— Start of Task input —

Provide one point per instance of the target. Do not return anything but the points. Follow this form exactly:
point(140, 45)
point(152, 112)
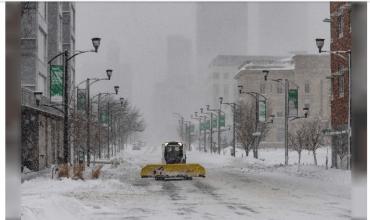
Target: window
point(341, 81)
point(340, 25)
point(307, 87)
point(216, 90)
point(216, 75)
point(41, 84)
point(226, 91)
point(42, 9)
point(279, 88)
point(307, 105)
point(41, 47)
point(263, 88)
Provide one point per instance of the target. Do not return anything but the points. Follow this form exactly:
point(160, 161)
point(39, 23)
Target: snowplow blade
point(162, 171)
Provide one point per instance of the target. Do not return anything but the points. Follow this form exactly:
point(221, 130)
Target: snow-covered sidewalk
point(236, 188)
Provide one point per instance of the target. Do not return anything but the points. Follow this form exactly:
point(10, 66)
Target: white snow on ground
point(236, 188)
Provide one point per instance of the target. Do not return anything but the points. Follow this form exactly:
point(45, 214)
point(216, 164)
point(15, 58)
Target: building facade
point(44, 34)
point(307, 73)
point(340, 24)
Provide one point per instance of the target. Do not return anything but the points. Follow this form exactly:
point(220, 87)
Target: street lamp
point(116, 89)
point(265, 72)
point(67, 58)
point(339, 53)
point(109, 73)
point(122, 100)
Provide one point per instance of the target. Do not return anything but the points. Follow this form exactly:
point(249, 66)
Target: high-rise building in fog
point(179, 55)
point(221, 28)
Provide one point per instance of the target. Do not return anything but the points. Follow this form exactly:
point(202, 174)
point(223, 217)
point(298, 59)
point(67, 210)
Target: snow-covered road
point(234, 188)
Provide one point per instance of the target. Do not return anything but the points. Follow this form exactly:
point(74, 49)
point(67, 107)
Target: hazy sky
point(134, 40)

— End of Task input —
— Start of Task input —

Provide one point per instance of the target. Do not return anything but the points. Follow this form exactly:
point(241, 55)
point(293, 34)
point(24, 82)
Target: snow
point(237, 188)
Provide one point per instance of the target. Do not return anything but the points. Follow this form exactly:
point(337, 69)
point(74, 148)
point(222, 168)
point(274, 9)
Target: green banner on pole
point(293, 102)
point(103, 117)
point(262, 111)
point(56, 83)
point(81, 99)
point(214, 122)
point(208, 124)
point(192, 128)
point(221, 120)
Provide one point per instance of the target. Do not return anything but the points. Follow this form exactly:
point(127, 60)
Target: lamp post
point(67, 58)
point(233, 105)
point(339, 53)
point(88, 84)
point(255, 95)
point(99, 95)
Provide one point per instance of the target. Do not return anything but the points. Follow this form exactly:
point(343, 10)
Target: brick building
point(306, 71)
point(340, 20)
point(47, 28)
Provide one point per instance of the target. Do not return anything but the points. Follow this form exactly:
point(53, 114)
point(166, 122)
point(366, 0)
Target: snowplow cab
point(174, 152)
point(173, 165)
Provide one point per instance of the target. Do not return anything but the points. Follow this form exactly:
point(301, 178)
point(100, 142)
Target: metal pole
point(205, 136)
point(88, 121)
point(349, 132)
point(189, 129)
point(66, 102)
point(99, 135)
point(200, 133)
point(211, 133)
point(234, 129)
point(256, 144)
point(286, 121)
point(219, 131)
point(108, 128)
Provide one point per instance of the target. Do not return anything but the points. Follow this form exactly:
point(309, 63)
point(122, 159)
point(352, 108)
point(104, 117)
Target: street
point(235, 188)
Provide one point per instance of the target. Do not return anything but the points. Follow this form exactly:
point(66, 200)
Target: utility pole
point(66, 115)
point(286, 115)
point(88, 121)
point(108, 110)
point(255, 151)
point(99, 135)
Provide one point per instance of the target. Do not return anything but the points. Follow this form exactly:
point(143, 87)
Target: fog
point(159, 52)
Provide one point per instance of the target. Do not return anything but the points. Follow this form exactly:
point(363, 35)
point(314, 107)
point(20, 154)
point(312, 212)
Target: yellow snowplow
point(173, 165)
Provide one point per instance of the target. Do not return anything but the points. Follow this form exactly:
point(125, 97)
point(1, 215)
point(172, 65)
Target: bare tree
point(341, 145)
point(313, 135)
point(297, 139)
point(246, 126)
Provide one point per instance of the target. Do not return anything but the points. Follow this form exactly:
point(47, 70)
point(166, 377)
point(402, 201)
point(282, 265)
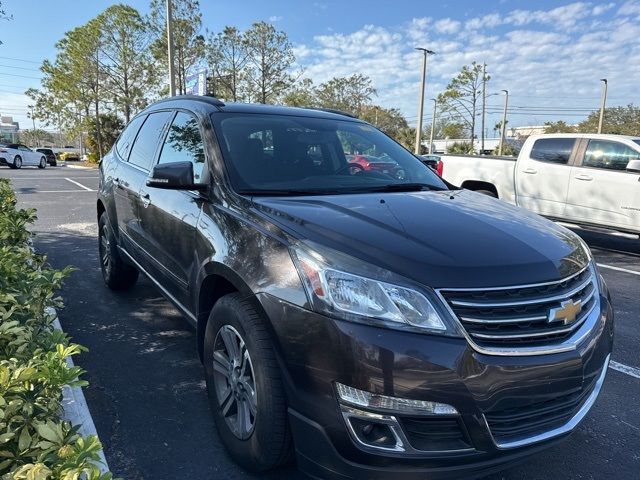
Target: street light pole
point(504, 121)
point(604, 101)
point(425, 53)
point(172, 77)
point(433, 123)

— End of Task input —

Objective =>
Collect every line from the records above that contains the string "building". Case counts.

Correct result =>
Target: building facade
Target: high-rise building in fog
Target: brick building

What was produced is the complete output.